• [SOURCE EXTRACT]:
+===+
It is disheartening to see organisations such as the NCVYS promoting a campaign encouraging young people to claim these riots were “not in our name”, with organisations such as this that should be promoting the voice of all young people and requesting the fairness of opportunities for all young people, they have disappointingly chosen to excluded a group of young people already excluded by mainstream structures, furthermore they are encouraging a division within young people that will possibly manifest to adulthood where such “them and us” elitist attitudes will be alive for another generation. It is also a shame that such organisations have not used basic youth work tools such as reflection to question how they are able to engage those positive young people to begin with, maybe if so many voluntary and statutory organisations who work with young people did not face such drastic cuts to its services we would have positively engaged more young people and there would have been less on the streets smashing windows. If organisations like NCVYS had to make a statement, it should have made one that had not contradicted many youth work values of non judgemental practices, empowerment, equality, education and participation.
+===+
• [Collected data]:
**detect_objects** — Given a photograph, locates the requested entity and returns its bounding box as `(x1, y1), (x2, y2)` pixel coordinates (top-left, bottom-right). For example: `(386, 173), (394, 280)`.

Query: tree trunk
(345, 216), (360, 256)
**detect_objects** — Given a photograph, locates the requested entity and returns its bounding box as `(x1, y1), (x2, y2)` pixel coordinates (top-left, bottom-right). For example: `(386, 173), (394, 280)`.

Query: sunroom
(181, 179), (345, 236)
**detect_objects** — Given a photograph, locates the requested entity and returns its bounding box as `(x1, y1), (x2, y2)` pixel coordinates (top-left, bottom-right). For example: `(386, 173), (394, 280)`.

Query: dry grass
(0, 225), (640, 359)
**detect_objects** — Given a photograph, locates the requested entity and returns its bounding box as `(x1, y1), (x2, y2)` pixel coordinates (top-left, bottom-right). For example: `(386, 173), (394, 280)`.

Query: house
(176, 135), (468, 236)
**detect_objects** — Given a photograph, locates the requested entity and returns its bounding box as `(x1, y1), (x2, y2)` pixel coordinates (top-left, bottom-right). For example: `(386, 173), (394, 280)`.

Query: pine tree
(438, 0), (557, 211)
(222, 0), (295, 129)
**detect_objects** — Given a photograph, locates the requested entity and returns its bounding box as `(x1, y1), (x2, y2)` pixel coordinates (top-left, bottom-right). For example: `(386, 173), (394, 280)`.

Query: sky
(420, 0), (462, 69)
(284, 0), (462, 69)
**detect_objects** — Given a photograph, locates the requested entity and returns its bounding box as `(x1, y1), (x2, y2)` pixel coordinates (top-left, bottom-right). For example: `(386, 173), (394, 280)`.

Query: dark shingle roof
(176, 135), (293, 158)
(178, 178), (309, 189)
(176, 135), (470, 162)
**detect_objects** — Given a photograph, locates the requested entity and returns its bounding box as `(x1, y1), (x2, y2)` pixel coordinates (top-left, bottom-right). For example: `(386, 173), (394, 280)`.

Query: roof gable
+===+
• [WHAT YOU ARE ASKED TO DO]: In the passage about the riots campaign, which youth work values does the writer say a statement from organizations like NCVYS should not have contradicted?

• [RESPONSE AREA]: Non-judgmental practices, empowerment, equality, education and participation.